WORK INSTRUCTIONS
Continue the Data Cleaner anonymization documentation from the point at which it ends.

DOCUMENT TEXT
>>>
The “Start Anonymization” button will initiate the processing of Confluence items according to your template's configurations.

  • To start the anonymization process, click on the “Start Anonymization” button.

Check current task status on the Data Cleaner Dashboard page. A more detailed report about Data Cleaner tasks you can find at the Data Cleaner History page.

Note: only one task can be processed, all other processes will wait in a queue. You can stop a current task anytime and start another one.

On the menu on the right of each template you can get more details on Status and History of the task, and also edit, clone or delete any template.  To navigate to the Data Cleaner Status and History page click on the Details button in front of the template in the Actions column and choose “Status and History”.

Status and History page

Status and History page provides details on search/anonymization:

  • space - to what project the personal data belong,

  • page - to what issue the personal data belong,

  • object - a part of the ticket, where the personal data were found,

  • affected content - personal data that were found,

  • status - current status of tasks in progress and finished tasks, for example, "found" for found tickets (if the search process was performed), "anonymized" for anonymized tickets (if the anonymization process was performed), 

  • rule - the rule that was used during the search/anonymization process.

Filtering processed Issues. You can filter the results by project, object, status, rule.
<<<
[Collection entries]
>>>
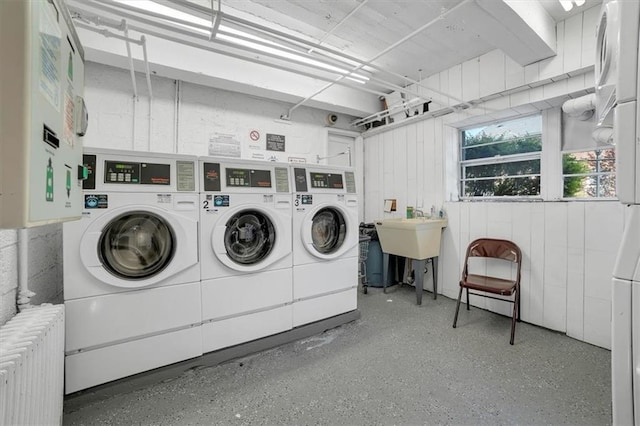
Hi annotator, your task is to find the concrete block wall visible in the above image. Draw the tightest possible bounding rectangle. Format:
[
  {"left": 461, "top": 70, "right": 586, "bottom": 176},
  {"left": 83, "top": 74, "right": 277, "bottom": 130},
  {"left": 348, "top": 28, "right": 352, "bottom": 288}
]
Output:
<<<
REPLY TO THE TASK
Sorting the results. It is possible to sort the found data by:

  • found time (sorting by default by the time of processing),

  • page create date DESC (descending order),

  • page create date ASC (ascending order).

On the Data Cleaner Status and History page, it is also possible to start or stop search or anonymization. In order to initiate a new task or cancel a currently running one, click on the button in the top right corner of the Data Cleaner History page. 

  • If you stop a current anonymization task, the status will be changed to "Anonymization canceled".

  • If you start a new anonymization task, the status will be changed to "Anonymization started".

  • If you stop a current search task, the status will be changed to "Search canceled".

  • If you start a new search task, the status will be changed to "Search started":

It is also possible to anonymize a specific piece of data right from the "Status and History" page, for that click on the "Actions" button on the right of a relevant line.

Templates

You can create your own Custom template with different rules, or either use predefined templates.

Predefined templates

User Anonymization template:

Use this predefined template to anonymize all personal data throughout Confluence.

  • Click on “Create User Anonymization template” button:

  • Fill in a Source user (for example, Jane Doe or Max Musterman) and a Target User (for example, a service user) and click “Create”.

A new template with predefined configurations for user anonymization will be created. Make changes and edit the template if necessary.

  • Click “Save” and “Back to Data Cleaner Dashboard”. You can now start to use your new “User Anonymization template”.

Predefined clean-up template: finding personal data in one click

The Data Cleaner module has 100+ built-in patterns: national IDs, SSNs, phone, and credit card numbers for the majority of EU countries.

Use a predefined template to find and anonymize personally identifiable information of most common types.

  • Click on the “Create PII clean-up template” button.

A new template with predefined configurations for PII clean-up will be created. You can edit it if necessary.

  • Click “Save” and “Back to Data Cleaner Dashboard”. You can now start to use your new “PII clean-up template”.

It is possible to create a custom template with different rules. Click on the “Create custom template” button and you will see a form that you need to fill in. There are four main sections: 

  • General configuration,

  • Data Processing Rules,

  • Post Functions,

  • Reporting options.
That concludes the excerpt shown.